### Exercise details
Change each "Locate" in the records below to "Find" and leave every other character untouched.

Dataset records:
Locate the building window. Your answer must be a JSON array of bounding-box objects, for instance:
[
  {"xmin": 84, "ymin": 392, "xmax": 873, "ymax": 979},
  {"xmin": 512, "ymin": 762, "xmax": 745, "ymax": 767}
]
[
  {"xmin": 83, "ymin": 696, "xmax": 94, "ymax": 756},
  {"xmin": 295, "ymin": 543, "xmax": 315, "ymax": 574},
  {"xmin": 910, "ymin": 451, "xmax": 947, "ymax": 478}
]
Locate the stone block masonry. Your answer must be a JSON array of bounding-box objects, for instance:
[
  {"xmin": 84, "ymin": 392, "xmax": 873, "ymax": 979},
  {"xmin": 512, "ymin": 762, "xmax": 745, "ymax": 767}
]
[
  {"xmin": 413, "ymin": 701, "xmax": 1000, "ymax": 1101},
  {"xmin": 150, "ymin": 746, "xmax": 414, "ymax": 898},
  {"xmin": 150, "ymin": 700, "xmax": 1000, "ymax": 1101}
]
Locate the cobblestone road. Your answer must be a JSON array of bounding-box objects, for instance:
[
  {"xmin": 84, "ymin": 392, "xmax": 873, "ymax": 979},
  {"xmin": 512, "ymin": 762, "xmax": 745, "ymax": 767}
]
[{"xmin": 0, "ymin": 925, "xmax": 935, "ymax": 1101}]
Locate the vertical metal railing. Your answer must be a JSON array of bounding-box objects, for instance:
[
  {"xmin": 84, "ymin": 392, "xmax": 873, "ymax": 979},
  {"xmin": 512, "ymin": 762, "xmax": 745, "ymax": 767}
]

### Complete output
Find the building window. Your answer must be a JSON array of bounding-box objects, for instance:
[
  {"xmin": 84, "ymin": 392, "xmax": 873, "ymax": 979},
  {"xmin": 512, "ymin": 762, "xmax": 745, "ymax": 767}
]
[
  {"xmin": 83, "ymin": 696, "xmax": 94, "ymax": 756},
  {"xmin": 295, "ymin": 543, "xmax": 315, "ymax": 574},
  {"xmin": 910, "ymin": 451, "xmax": 947, "ymax": 478}
]
Find the stone block masonry. Your answer must be a JSON array of bounding-box objects, for instance:
[
  {"xmin": 84, "ymin": 392, "xmax": 873, "ymax": 979},
  {"xmin": 512, "ymin": 762, "xmax": 745, "ymax": 767}
]
[
  {"xmin": 413, "ymin": 701, "xmax": 1000, "ymax": 1101},
  {"xmin": 150, "ymin": 746, "xmax": 414, "ymax": 898},
  {"xmin": 150, "ymin": 700, "xmax": 1000, "ymax": 1101}
]
Find the cobblestone road. Your answer must be a JSON array of bounding-box objects, for instance:
[
  {"xmin": 84, "ymin": 392, "xmax": 873, "ymax": 979},
  {"xmin": 512, "ymin": 762, "xmax": 745, "ymax": 767}
]
[{"xmin": 0, "ymin": 925, "xmax": 935, "ymax": 1101}]
Find the vertical metal railing. Your answer must be a JSON array of bounding-box objects, for instance:
[
  {"xmin": 84, "ymin": 392, "xmax": 873, "ymax": 979},
  {"xmin": 512, "ymin": 762, "xmax": 745, "ymax": 767}
]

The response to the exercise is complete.